__Selected passage__.
-- Opening Marker --
Discrimination in the Name of Religion: Methodists, Religious Freedom Laws, and What’s Right

In the 1980s when I was heavily involved with gay rights in Columbus, Ohio, I was invited to be a speaker at a downtown Methodist church where the congregation was breaking in two over the issue of recognizing LGBT rights—a startling idea in those days.  One of the most incredible speakers was a young man, openly gay, who was currently in the seminary studying to be a Methodist minister.  When more or less everyone there pointed out to him that the Methodist Church condemned homosexuality and certainly would not allow him to be ordained, he smiled and explained with tremendous sincerity, his voice like an angel, that “My calling is so strong, so long felt, so deep, that I know in my heart that God would not call me to take this path if it didn’t lead to fulfilling my mission within the Church.  I know that before I graduate the Church will change its mind and open its arms to welcome gay people into its flock.”  He was on the verge of tears as he said this. 

It was very moving.

I had two conflicting reactions, both of which I kept to myself.  One was pity because I knew (and so did most everyone there) that he was so very wrong as to what would happen, and the other was “Don’t be a fool!” since he was wasting his time in catapulting so forcefully against a large and unmoving brick wall.

I don’t know what happened to that dedicated young man, but in 2016 that same wall is standing with only the slightest hint of a crack.  The Methodist Church’s Book of Discipline still deems homosexuality “inconsistent with Christian teaching” and flatly prohibits the ordination of gay clergy.  Nor may Methodist minister perform gay weddings, as happened May 7th of this year when the Rev. David Meredith, a Methodist minister, married Jim Schlachter at the same Methodist Church I’d spoken at thirty years before, leading all Methodists involved to be the immediate subject of suspension.  Adding to this fire, more than 100 members of the Methodist clergy came out in a “love letter” sent to the national convention in Portland, Oregon, two days later, which appealingly asked the church to open its heart to its gay parishioners.  The convention promptly tabled the whole matter by creating a future study group.

The Marriage of Meredith and Schlachter

All over the country states are battling laws protecting LGBT rights, and two recent terrifying events have particularly caused dire reactions: gay marriage and transgendered people in bathrooms.  I’ve written much about these topics in the past [see “Related Posts” below], but in this post I want discuss the religious justifications for such virulent denial of gay people.  I’ll focus on Christianity, although most traditional  religions, and particularly Islam, are no better.
-- Closing Marker --
__Brief 1__.
Translate this sentence from the essay on the Methodist Church into Spanish: "The convention promptly tabled the whole matter by creating a future study group."
__Brief 2__.
Answer these questions using the essay on the Methodist Church.
(a) In which city was the author heavily involved with gay rights in the 1980s?
(b) How does the Methodist Church's Book of Discipline describe homosexuality?
(c) How many members of the Methodist clergy came out in the "love letter" sent to the national convention?

Stored data entries
-- Opening Marker --
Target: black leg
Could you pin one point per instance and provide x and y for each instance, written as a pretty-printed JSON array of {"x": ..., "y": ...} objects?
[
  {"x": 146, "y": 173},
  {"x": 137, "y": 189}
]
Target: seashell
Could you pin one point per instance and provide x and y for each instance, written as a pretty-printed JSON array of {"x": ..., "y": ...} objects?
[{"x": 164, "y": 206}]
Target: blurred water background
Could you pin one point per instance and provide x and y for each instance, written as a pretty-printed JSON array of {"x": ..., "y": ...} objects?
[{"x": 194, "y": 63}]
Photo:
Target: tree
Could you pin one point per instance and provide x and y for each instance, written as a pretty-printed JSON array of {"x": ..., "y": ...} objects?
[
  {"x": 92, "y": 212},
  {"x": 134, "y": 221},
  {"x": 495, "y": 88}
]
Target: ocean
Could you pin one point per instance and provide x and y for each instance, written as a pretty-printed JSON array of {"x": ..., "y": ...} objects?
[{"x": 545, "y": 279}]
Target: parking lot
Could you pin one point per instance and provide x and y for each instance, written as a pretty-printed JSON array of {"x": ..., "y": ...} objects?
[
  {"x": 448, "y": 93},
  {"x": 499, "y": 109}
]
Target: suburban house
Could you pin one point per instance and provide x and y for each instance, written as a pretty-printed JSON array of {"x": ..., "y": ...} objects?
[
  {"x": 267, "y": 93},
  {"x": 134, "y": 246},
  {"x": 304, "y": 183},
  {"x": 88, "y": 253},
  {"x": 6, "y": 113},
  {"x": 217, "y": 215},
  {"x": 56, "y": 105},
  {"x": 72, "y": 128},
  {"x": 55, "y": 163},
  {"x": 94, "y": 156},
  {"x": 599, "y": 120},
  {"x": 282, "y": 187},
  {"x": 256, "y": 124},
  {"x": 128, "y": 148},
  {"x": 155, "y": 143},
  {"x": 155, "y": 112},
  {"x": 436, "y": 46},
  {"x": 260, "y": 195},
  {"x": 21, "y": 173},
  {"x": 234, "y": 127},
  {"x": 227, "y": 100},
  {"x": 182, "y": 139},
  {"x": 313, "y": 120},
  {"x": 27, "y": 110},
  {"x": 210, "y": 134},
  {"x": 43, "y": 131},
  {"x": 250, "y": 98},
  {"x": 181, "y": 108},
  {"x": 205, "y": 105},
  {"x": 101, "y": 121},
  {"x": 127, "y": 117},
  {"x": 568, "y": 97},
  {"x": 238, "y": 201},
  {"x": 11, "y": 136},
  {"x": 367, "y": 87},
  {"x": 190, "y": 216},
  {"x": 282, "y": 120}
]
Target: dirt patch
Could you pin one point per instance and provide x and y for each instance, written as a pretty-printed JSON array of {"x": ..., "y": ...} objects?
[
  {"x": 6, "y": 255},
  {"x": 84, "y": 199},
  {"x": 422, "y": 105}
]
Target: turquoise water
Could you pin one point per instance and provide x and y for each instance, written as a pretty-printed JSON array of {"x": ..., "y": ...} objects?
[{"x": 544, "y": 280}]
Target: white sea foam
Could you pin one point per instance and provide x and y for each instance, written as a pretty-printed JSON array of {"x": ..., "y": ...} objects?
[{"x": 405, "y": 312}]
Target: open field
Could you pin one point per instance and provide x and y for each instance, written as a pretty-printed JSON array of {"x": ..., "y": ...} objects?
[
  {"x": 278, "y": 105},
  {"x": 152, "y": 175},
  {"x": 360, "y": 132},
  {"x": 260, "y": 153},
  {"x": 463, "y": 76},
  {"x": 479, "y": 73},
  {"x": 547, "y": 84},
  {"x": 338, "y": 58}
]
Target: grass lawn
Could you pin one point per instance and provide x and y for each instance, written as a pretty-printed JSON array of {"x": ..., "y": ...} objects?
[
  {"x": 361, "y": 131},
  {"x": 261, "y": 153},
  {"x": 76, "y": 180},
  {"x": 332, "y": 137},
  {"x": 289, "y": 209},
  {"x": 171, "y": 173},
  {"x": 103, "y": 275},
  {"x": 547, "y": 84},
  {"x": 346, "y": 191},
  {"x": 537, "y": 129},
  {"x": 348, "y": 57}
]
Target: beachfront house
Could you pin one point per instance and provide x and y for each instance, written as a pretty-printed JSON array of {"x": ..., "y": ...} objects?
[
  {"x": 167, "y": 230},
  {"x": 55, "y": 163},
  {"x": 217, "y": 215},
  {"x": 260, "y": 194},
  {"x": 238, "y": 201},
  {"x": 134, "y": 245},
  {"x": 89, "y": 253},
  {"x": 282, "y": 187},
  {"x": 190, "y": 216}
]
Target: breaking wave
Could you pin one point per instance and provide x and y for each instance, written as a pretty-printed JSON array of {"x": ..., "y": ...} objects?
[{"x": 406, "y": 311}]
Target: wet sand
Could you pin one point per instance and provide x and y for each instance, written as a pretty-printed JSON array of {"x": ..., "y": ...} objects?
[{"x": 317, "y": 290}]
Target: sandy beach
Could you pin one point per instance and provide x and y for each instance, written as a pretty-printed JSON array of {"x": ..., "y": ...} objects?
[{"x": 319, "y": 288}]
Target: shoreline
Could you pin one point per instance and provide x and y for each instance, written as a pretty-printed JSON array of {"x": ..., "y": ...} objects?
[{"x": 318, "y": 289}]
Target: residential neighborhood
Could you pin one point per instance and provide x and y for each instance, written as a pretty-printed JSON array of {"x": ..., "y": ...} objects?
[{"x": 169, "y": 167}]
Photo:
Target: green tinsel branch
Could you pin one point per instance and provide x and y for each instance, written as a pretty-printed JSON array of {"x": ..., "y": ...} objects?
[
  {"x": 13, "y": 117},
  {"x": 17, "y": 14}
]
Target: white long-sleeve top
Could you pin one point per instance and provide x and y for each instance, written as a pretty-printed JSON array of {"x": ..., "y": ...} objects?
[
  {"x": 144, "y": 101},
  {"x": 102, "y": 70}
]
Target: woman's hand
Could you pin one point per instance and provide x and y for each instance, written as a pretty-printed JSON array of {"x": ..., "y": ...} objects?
-- Closing Marker --
__Written reply 1__.
La convención aplazó de inmediato todo el asunto al crear un futuro grupo de estudio.

__Written reply 2__.
(a) Columbus, Ohio
(b) As "inconsistent with Christian teaching"
(c) More than 100